* Exercise objective:
Return each entry word for word. Leave the images out.

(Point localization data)
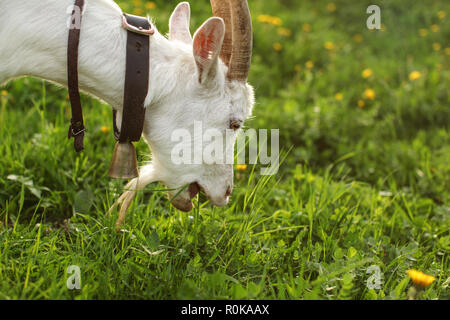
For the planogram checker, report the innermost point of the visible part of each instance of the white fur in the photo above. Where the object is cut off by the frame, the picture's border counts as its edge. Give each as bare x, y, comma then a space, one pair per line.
33, 42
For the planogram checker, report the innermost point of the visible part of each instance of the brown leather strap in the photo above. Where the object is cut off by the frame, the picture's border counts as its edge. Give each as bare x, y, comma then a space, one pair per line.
136, 81
76, 129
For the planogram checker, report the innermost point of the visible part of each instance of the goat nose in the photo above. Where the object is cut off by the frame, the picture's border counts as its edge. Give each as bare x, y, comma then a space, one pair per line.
228, 193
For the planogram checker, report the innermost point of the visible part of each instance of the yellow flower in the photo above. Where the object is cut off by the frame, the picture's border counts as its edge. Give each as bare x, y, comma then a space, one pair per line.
306, 27
138, 12
270, 19
420, 278
414, 75
369, 94
284, 32
423, 32
150, 5
357, 38
277, 46
241, 167
329, 45
331, 7
276, 21
367, 73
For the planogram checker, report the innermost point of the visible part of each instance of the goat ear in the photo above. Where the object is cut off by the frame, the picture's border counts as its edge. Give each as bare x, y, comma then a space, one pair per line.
179, 23
208, 42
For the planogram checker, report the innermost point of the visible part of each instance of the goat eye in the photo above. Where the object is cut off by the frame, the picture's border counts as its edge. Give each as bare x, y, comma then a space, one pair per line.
235, 124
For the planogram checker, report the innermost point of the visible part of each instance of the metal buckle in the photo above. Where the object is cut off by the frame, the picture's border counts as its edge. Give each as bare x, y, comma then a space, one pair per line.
139, 30
74, 134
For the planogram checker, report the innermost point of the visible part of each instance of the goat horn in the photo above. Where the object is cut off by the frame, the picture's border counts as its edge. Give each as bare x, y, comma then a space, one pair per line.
221, 8
239, 37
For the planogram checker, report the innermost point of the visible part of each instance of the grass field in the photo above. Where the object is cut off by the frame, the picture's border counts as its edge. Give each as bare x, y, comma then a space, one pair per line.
364, 127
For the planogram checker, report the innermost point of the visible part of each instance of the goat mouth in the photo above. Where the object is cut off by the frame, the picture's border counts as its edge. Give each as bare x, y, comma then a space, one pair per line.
194, 189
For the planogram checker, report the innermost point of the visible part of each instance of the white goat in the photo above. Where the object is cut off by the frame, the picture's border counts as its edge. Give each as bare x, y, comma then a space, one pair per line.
188, 81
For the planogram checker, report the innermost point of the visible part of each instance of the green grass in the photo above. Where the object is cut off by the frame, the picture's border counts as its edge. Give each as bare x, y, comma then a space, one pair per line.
358, 187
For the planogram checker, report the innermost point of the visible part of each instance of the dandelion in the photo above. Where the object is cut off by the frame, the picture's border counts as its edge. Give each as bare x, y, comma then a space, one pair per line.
421, 279
150, 5
241, 167
436, 46
414, 75
369, 94
265, 18
284, 32
435, 28
329, 45
367, 73
138, 12
357, 38
331, 7
105, 129
306, 27
423, 32
277, 46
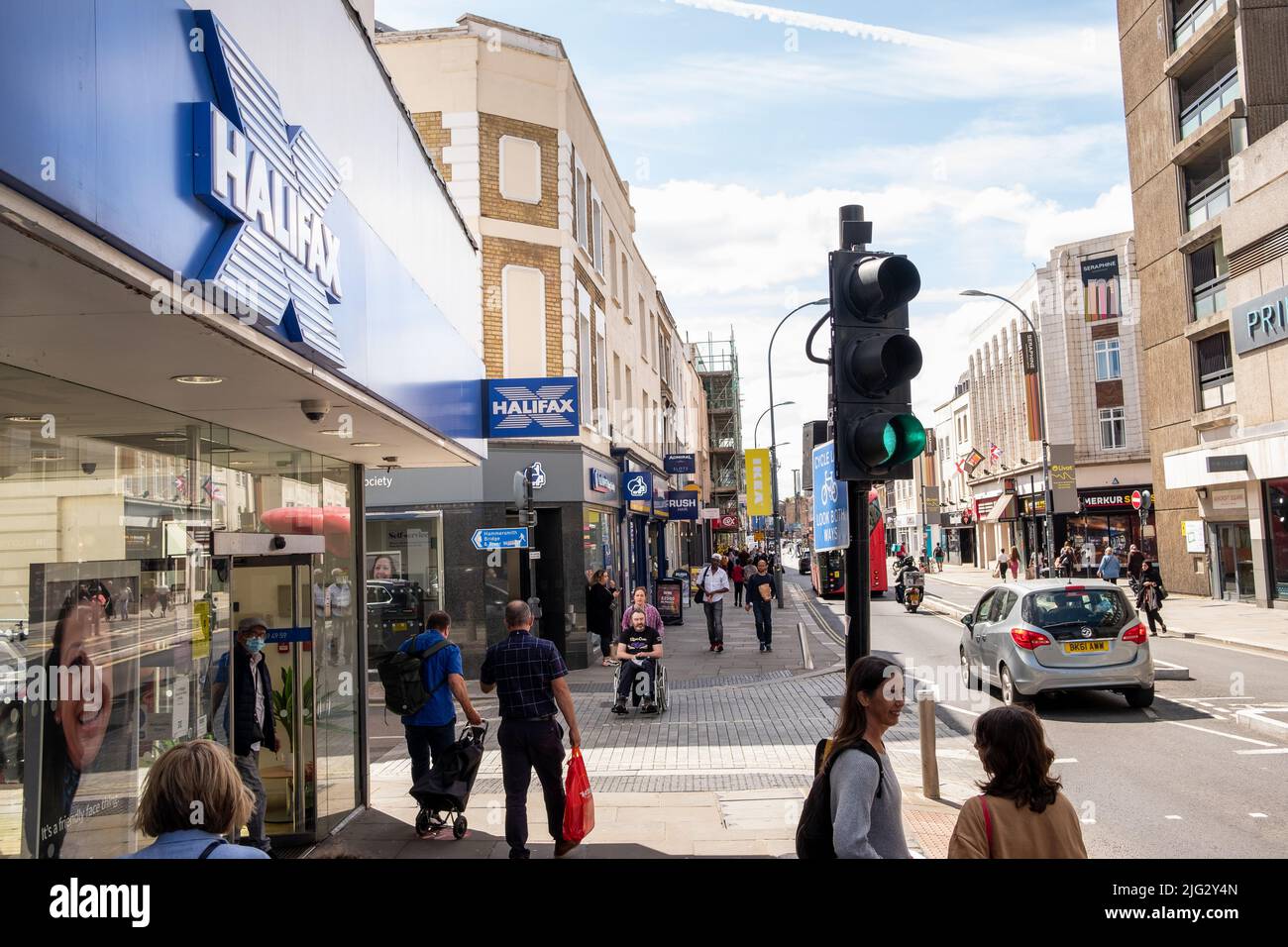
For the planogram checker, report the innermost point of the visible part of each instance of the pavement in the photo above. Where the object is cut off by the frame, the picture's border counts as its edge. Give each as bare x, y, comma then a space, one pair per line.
1224, 622
721, 774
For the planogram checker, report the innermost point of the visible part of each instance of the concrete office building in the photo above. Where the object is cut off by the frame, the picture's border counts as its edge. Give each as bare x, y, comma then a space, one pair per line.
1206, 98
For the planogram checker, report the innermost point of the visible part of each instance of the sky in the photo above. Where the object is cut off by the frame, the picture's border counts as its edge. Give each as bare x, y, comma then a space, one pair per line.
977, 136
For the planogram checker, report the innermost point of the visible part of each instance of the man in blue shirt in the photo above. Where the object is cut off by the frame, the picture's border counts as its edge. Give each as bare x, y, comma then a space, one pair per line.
433, 728
528, 676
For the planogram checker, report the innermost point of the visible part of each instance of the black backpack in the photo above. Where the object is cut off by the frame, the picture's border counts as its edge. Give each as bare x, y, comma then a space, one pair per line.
403, 678
814, 830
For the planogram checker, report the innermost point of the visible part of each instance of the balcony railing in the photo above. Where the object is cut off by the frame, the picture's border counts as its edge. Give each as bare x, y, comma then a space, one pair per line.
1188, 25
1209, 202
1212, 102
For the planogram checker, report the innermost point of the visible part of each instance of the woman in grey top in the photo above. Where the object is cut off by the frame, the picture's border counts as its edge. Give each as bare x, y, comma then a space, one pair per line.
867, 815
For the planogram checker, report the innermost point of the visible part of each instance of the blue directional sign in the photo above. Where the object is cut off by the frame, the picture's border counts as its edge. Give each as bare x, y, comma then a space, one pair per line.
532, 407
501, 538
831, 502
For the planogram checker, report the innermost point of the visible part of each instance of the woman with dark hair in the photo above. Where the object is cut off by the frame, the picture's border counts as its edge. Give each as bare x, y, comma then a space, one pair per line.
867, 805
599, 613
1021, 813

* Solution to this task:
For the planogram checker, report the innermost point of the visible part of each instance of the white fur in the photo above. Where the object is cut off by the frame, the picture's border counts as its edge. Give each as bare x, y, comma then a space, one pair per line.
33, 42
For the planogram checker, report the innermost point of the visible part of each instance of the brown leather strap in the photo above. Where the object is cut off by the frame, the picture's border counts as its edge. Give each as bare x, y, comma then a space, one pair per line.
136, 81
76, 129
For the planogram checker, report the innermost point of the visible part of each instance of the goat nose in the photo above. Where the object is cut off by the frame, the picture's border counts as its edge. Give each as bare x, y, comma then a space, one pair per line.
228, 193
For the planogram checker, report the innermost point of the visible part of each instance of the yellow flower in the photo above. Where the object is cut off by the frame, the picture's border counts as its edge. Give each as bare x, y, comma then a space, one pair per line.
306, 27
138, 12
270, 19
420, 278
414, 75
369, 94
284, 32
423, 32
150, 5
357, 38
277, 46
241, 167
329, 45
331, 7
276, 21
367, 73
For the planogram checker, report the innermost point of the visible part of each instance of the goat ear in the photo above. Where the object is cut off by the frame, the picture's border counts as its edge. Give each as bare x, y, comma then a space, one pair per line.
179, 23
208, 42
For the planogram checker, report the innermost point of the visible part of each instance of the goat eye in the photo above. Where the object is cut off by the frame, the picture's border counts as its edge. Give each as bare x, y, comma then a space, one pair per line.
235, 124
For the planogram checker, report the innermost point of the visible part of each instance of the metal buckle in the photo above. Where the object is cut off by the frame, the picture's border counts as its edge. Give each as bare x, y, comma then a space, one pair per line.
139, 30
74, 134
For the planogram checker, report the innermost point of the visible part of each instance of the goat horn in the photo above. Where the object is cut off by the frame, the picture's border counts as its edge. Give each as bare x, y, comma then a space, one pair per line.
221, 8
239, 37
For the planogram checker, report the innermost point of the visible part of each instance of the grass field in the photo above. Where the object is cut off by the frame, the picture's border counts as its edge. Give each as bare x, y, comma then a space, one pair per line.
364, 127
For the planogram checker, report the innermost point of the visible part of each instance of the goat mouth in the photo above. Where the object is cut off by the frame, the picture's border counts as its edge. Give each as bare x, y, comma then a space, one pair per line.
194, 189
For the planogram checker, report the innermost point of the visible part of each instance of the white goat in the photo above. Where the object is cut off by the frame, the picture's border counts as its edge. Give each as bare x, y, comma then a space, one pair per line.
188, 81
For the planogram checker, report the innermost point of the visible part of each instance of the green grass in the photo above. Where the object is cut off by the frame, the picture's border counts as its edge. Give each as bare x, y, comma then a space, one pair per line.
358, 187
For the planogram checker, report the innermost point of the visible part of each instance of the dandelion in the photo above. Where the object is cut off by the frame, the picture's border counts as its edge. Give each as bare x, y, comma then a space, one pair per line.
421, 279
150, 5
241, 167
436, 46
414, 75
369, 94
265, 18
284, 32
435, 28
329, 45
367, 73
138, 12
357, 38
331, 7
105, 129
306, 27
423, 32
277, 46
For the planogram checker, report the innermost point of the visible part of each instance of the pavement in the photo above. Where the object is cut off by the frame, the picture's border counts as its edge. Give each as bare x, y, comma then a space, one pair per line.
1224, 622
721, 774
For the planogram checker, report the innermost point of the visible part of each instance of the concrete office building in the photo above. Where the object is cut off by the frame, the picture's border counts as its edge. Give each as bare x, y, comma then a space, one pair per line.
1206, 98
For the planogram checker, report the innermost point of the visible part of each instance of the sky in the photo above. Where the object is cut off by the frame, the picture's border counts as its edge. Give each as bare x, y, comma then a space, one pair per line.
977, 136
For the planogram checker, report the innermost point of the visible part of each instance of the man in blue shirt in the photo above. Where the object is cut off by the frame, the picture's border counts as its edge. Give each as bare x, y, comma then a space, one pair per line.
433, 728
528, 676
For the planogram checker, report the innermost point of the visible part of each instance of the black backpack in the photo above. Where the object is cut off by the frame, the picture's border counts as its edge. Give each as bare x, y, comma then a space, one pair per line.
403, 678
814, 830
For the planogram checker, report the innermost point of the visible part of each instance of the balcony railing in the photo above. Where the object is cut off by the frame, the picture's border counts as its edge. Give each as bare x, y, comma then a space, one pair per line.
1188, 25
1209, 202
1212, 102
For the planogram checker, report the innermost point of the visible part of each instance of the woman in grey top in the photo above. Where the object is cut off by the frame, the picture's border counts as its edge. Give each as bare x, y, comma then a space, one pair per line.
867, 815
For the planogram checker, report the innermost point of the visible part of each instance of the blue directional sign in the photo above. Where the object is cut off by the frame, the picture's border counts as its edge. Give each as bare x, y, comma then a space, one pair per line.
532, 407
501, 538
831, 502
For the planogram checker, report the innermost point of the visible part of each instance of the woman with dark hair in the photo above. Where the object is cut off by the frame, the picture's border counts as its edge. Give each as bare x, y, comma then a space, one pair per line.
867, 805
599, 613
1021, 813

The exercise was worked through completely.